### TASK DIRECTIONS
Below are records; transcribe only the line with "# mark the region of every instance of the grass" and those after it, through the last line, without any change.
━━━
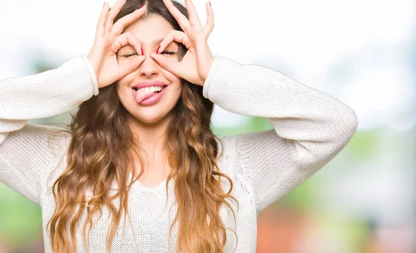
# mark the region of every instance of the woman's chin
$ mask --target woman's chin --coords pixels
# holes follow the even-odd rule
[[[168,116],[168,114],[161,114],[160,112],[158,113],[144,113],[144,112],[141,112],[140,114],[131,114],[135,119],[141,123],[144,124],[157,124],[158,123],[162,123],[162,121],[165,121]]]

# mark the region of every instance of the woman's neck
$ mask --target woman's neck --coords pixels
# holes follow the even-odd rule
[[[165,132],[171,117],[168,115],[153,123],[143,123],[132,118],[129,119],[129,123],[133,133],[138,137],[142,158],[153,162],[166,157]]]

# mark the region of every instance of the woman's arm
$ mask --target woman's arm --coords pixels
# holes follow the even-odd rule
[[[348,143],[354,112],[338,100],[272,69],[216,57],[204,96],[222,108],[266,118],[275,131],[225,139],[250,178],[257,212],[311,177]]]
[[[111,10],[104,3],[87,56],[37,75],[0,80],[0,182],[36,203],[40,202],[49,171],[66,152],[69,136],[56,128],[26,125],[27,121],[70,111],[97,95],[98,88],[137,69],[144,55],[119,64],[116,53],[128,44],[141,51],[132,35],[121,32],[143,15],[146,8],[114,23],[125,2],[117,1]]]
[[[98,94],[94,70],[78,56],[56,69],[0,80],[0,182],[39,204],[69,135],[26,123],[70,111]]]

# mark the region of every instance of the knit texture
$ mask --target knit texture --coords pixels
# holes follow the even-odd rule
[[[70,111],[98,93],[85,55],[37,75],[0,80],[0,181],[42,207],[46,253],[52,253],[46,224],[55,209],[52,185],[67,168],[71,135],[58,128],[27,125],[31,119]],[[232,112],[264,117],[275,130],[221,138],[220,170],[232,180],[236,223],[227,208],[225,252],[255,252],[257,216],[324,166],[357,127],[354,112],[324,94],[272,69],[216,57],[204,96]],[[174,183],[148,188],[136,182],[129,195],[130,220],[121,223],[113,252],[168,252],[176,249],[178,227],[168,235],[176,212]],[[224,182],[224,189],[229,186]],[[168,207],[166,207],[166,200]],[[103,210],[89,236],[92,252],[105,252],[109,211]],[[85,216],[81,218],[81,223]],[[124,231],[123,226],[125,225]],[[78,241],[82,242],[78,229]],[[85,252],[78,243],[78,252]]]

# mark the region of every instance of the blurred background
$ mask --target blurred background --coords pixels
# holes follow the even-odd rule
[[[205,0],[194,3],[204,22]],[[416,1],[211,3],[214,55],[284,73],[349,105],[359,121],[339,155],[259,216],[257,252],[416,252]],[[87,53],[102,5],[1,0],[0,79]],[[223,136],[270,128],[218,107],[212,122]],[[0,184],[0,252],[43,252],[42,244],[40,207]]]

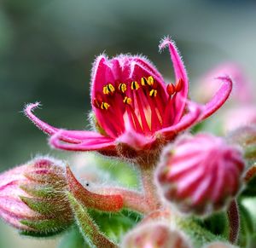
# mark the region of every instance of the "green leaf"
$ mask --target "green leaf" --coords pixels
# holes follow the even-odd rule
[[[112,214],[90,211],[90,214],[100,230],[116,243],[142,219],[141,215],[125,210]]]
[[[59,248],[90,248],[90,245],[84,241],[84,239],[79,232],[77,226],[72,227],[67,231],[61,239]]]
[[[55,235],[67,229],[70,223],[60,220],[21,220],[20,223],[32,228],[34,231],[21,231],[20,234],[26,236],[49,237]]]
[[[223,237],[214,235],[201,227],[193,218],[177,216],[175,221],[177,227],[189,236],[195,248],[202,247],[206,244],[213,241],[227,241]]]
[[[255,197],[256,196],[256,176],[253,176],[241,192],[241,198]]]
[[[20,196],[20,199],[34,211],[42,215],[55,214],[57,202],[45,201],[42,199],[34,199]]]
[[[107,239],[99,230],[87,210],[72,195],[67,193],[69,203],[80,232],[92,247],[115,248],[115,244]]]
[[[201,222],[201,226],[215,235],[227,237],[229,223],[225,212],[217,212],[212,214]]]

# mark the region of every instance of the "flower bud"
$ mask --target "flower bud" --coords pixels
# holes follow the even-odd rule
[[[29,235],[48,236],[73,220],[64,167],[38,158],[0,175],[0,217]]]
[[[229,243],[224,243],[221,241],[215,241],[211,244],[207,244],[203,248],[236,248],[237,246],[234,246]]]
[[[220,137],[198,134],[167,147],[157,180],[165,198],[181,211],[206,214],[235,197],[243,170],[237,147]]]
[[[256,107],[245,105],[231,108],[226,111],[222,118],[225,133],[245,125],[256,124]]]
[[[164,222],[151,222],[137,227],[126,234],[122,248],[189,248],[185,236],[172,230]]]
[[[256,162],[256,124],[242,126],[230,132],[230,142],[239,144],[243,150],[244,158],[249,164]]]

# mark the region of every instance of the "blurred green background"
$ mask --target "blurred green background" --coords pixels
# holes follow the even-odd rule
[[[203,0],[1,0],[0,171],[35,154],[58,158],[45,135],[20,112],[39,101],[37,114],[58,127],[84,129],[96,55],[143,54],[166,78],[165,35],[176,40],[191,84],[223,61],[234,61],[256,82],[256,2]],[[54,240],[20,238],[0,222],[0,247],[55,247]]]

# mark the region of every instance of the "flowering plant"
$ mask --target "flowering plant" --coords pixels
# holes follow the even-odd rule
[[[231,247],[251,242],[239,236],[240,216],[247,225],[250,213],[244,206],[239,210],[237,201],[244,192],[252,195],[255,126],[228,137],[189,135],[189,129],[223,106],[233,82],[222,72],[211,100],[204,105],[192,101],[183,62],[169,37],[160,42],[160,49],[166,47],[175,84],[166,84],[143,56],[96,59],[91,130],[54,127],[33,114],[39,103],[25,107],[26,115],[49,136],[52,147],[96,151],[103,157],[87,153],[79,173],[77,164],[71,168],[39,157],[2,174],[0,216],[6,222],[28,235],[66,230],[70,247],[79,234],[82,245],[92,247]],[[116,183],[106,171],[106,164],[113,161]],[[127,182],[137,186],[131,188]],[[219,220],[224,225],[214,228]]]

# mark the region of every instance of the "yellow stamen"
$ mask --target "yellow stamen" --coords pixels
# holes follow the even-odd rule
[[[143,86],[145,86],[146,84],[148,84],[148,80],[145,77],[141,78],[141,84]]]
[[[154,79],[152,76],[149,76],[148,78],[148,84],[152,86],[154,84]]]
[[[102,106],[101,106],[101,108],[107,110],[109,107],[110,107],[110,105],[108,102],[102,102]]]
[[[105,95],[108,95],[109,93],[113,93],[114,90],[115,89],[111,84],[108,84],[108,85],[103,87],[103,94]]]
[[[126,91],[126,89],[127,89],[126,84],[124,84],[124,83],[119,84],[119,89],[121,92],[125,93],[125,92]]]
[[[140,88],[140,85],[137,84],[137,81],[132,81],[131,85],[131,89],[138,89]]]
[[[125,104],[129,104],[129,105],[131,105],[131,99],[130,98],[130,97],[127,97],[127,96],[125,96],[125,98],[124,98],[124,103],[125,103]]]
[[[155,97],[156,96],[156,94],[157,94],[157,90],[156,89],[151,89],[150,91],[149,91],[149,96],[154,96],[154,97]]]

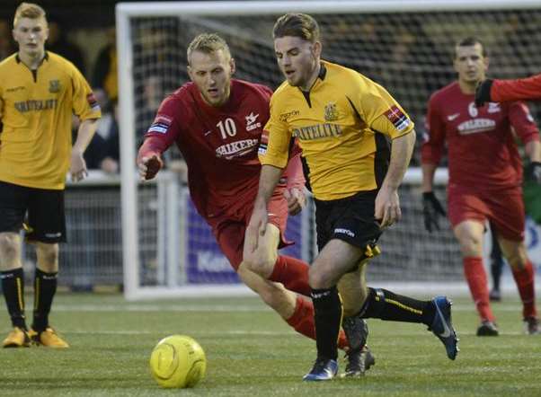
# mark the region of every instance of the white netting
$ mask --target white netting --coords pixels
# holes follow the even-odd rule
[[[310,13],[314,6],[318,8],[317,3],[314,2],[315,5],[309,2],[298,3],[297,11]],[[359,10],[363,9],[363,3],[359,2]],[[371,9],[377,4],[377,2],[369,3]],[[454,43],[459,39],[474,35],[485,43],[491,54],[491,76],[518,77],[539,72],[541,8],[533,2],[528,4],[529,9],[516,10],[393,10],[369,13],[350,10],[320,13],[320,10],[314,15],[322,30],[323,57],[354,68],[385,86],[415,120],[416,130],[421,135],[430,93],[455,79],[451,56]],[[172,9],[167,16],[159,17],[153,16],[155,13],[152,7],[141,6],[139,15],[137,15],[137,9],[132,8],[126,28],[129,33],[119,31],[120,43],[123,34],[129,34],[130,39],[124,54],[131,58],[127,63],[132,67],[129,79],[133,84],[135,97],[124,109],[127,110],[125,118],[133,118],[136,142],[140,141],[164,95],[188,81],[186,48],[199,33],[217,32],[227,40],[237,64],[236,77],[263,83],[272,88],[282,81],[273,53],[271,31],[276,18],[283,12],[253,14],[232,8],[229,15],[217,16],[208,14],[209,11],[205,8],[205,3],[200,4],[203,7],[200,14]],[[339,8],[340,2],[336,3],[336,9]],[[124,74],[126,70],[120,69],[120,73]],[[539,106],[533,107],[537,119],[540,109]],[[133,159],[129,161],[133,163]],[[418,163],[417,151],[412,165]],[[444,187],[440,186],[437,194],[444,199]],[[404,220],[382,238],[385,253],[370,266],[370,279],[462,280],[460,254],[447,221],[439,233],[430,235],[424,232],[418,182],[406,181],[402,190],[402,205]],[[207,227],[200,220],[197,222],[202,229]],[[140,225],[137,230],[142,233]],[[314,251],[306,247],[313,245],[314,232],[303,230],[307,240],[303,242],[301,251],[305,258],[310,259]],[[181,245],[185,251],[213,243],[212,235],[207,232],[197,232],[189,227],[186,233],[189,234],[188,246]],[[211,269],[207,273],[203,271],[208,278],[201,276],[197,282],[230,281],[227,278],[220,278],[221,276],[214,277],[219,271],[213,272],[213,266],[216,269],[226,269],[226,266],[223,258],[215,256],[216,248],[209,250],[211,253],[200,252],[198,257],[184,257],[185,252],[181,252],[182,266]],[[143,267],[137,271],[142,275],[146,270]],[[186,276],[185,269],[181,274]],[[189,271],[186,277],[182,282],[191,281]]]

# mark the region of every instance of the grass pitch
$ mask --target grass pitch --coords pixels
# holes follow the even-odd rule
━━━
### IN RESPONSE
# mark the region of every instance of the grass pitch
$ mask --target grass pitch --coords pixels
# holes follow the even-odd rule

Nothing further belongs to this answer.